**Records for this exercise**
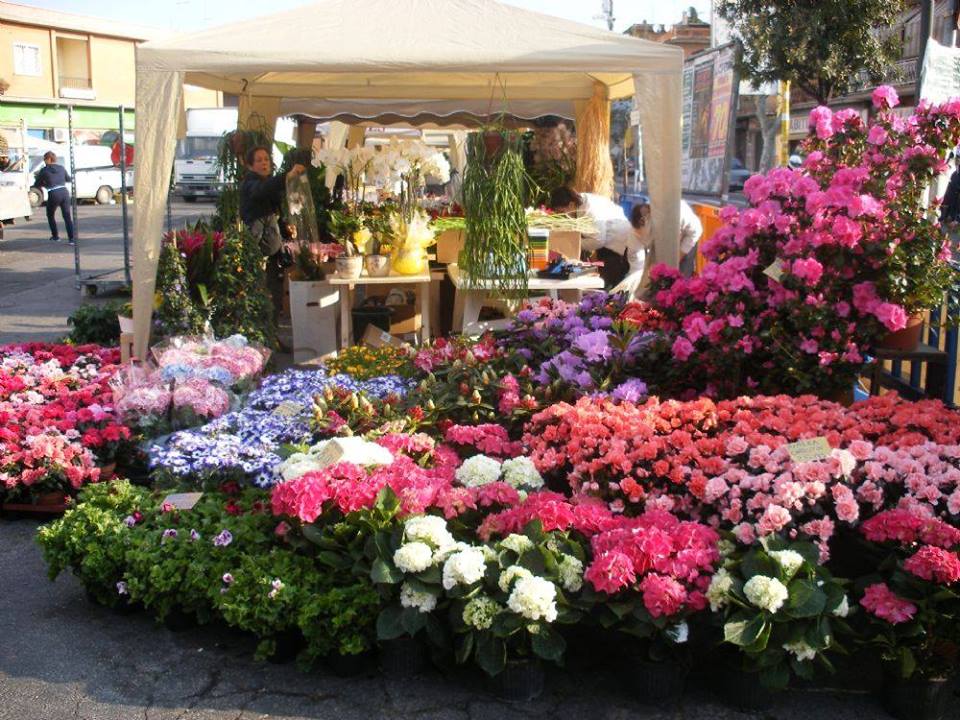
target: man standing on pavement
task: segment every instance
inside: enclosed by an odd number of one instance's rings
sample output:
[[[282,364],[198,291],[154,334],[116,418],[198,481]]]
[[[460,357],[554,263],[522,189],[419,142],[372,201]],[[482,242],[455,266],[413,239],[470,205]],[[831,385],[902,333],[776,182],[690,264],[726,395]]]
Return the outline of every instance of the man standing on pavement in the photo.
[[[703,223],[686,200],[680,201],[680,272],[690,277],[697,269],[697,245]]]
[[[53,152],[43,155],[43,167],[37,173],[33,183],[35,188],[47,189],[47,222],[50,224],[50,239],[60,242],[60,231],[57,230],[57,208],[63,214],[63,224],[67,226],[67,238],[73,245],[77,236],[73,229],[73,216],[70,214],[70,192],[67,183],[71,181],[63,165],[57,164],[57,156]]]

**What you are asked to do**
An exact copy is needed of the lines from the one containing "inside: enclosed by" through the end of the records.

**Your solution**
inside: enclosed by an odd number of one instance's rings
sample output:
[[[282,364],[198,291],[154,334],[116,418],[198,481]]]
[[[460,357],[554,263],[522,189],[419,142],[372,201]],[[482,242],[455,266],[413,239],[470,205]],[[831,385],[902,333],[776,182],[690,264],[726,395]]]
Return the outline of every instance of the man standing on pavement in the photo.
[[[703,223],[686,200],[680,201],[680,272],[690,277],[697,269],[697,245]]]
[[[53,152],[43,155],[43,167],[37,173],[33,183],[35,188],[47,189],[47,222],[50,224],[50,239],[60,242],[60,231],[57,230],[57,208],[63,214],[63,224],[67,226],[67,238],[73,245],[77,236],[73,229],[73,216],[70,214],[70,192],[67,183],[71,181],[63,165],[57,164],[57,156]]]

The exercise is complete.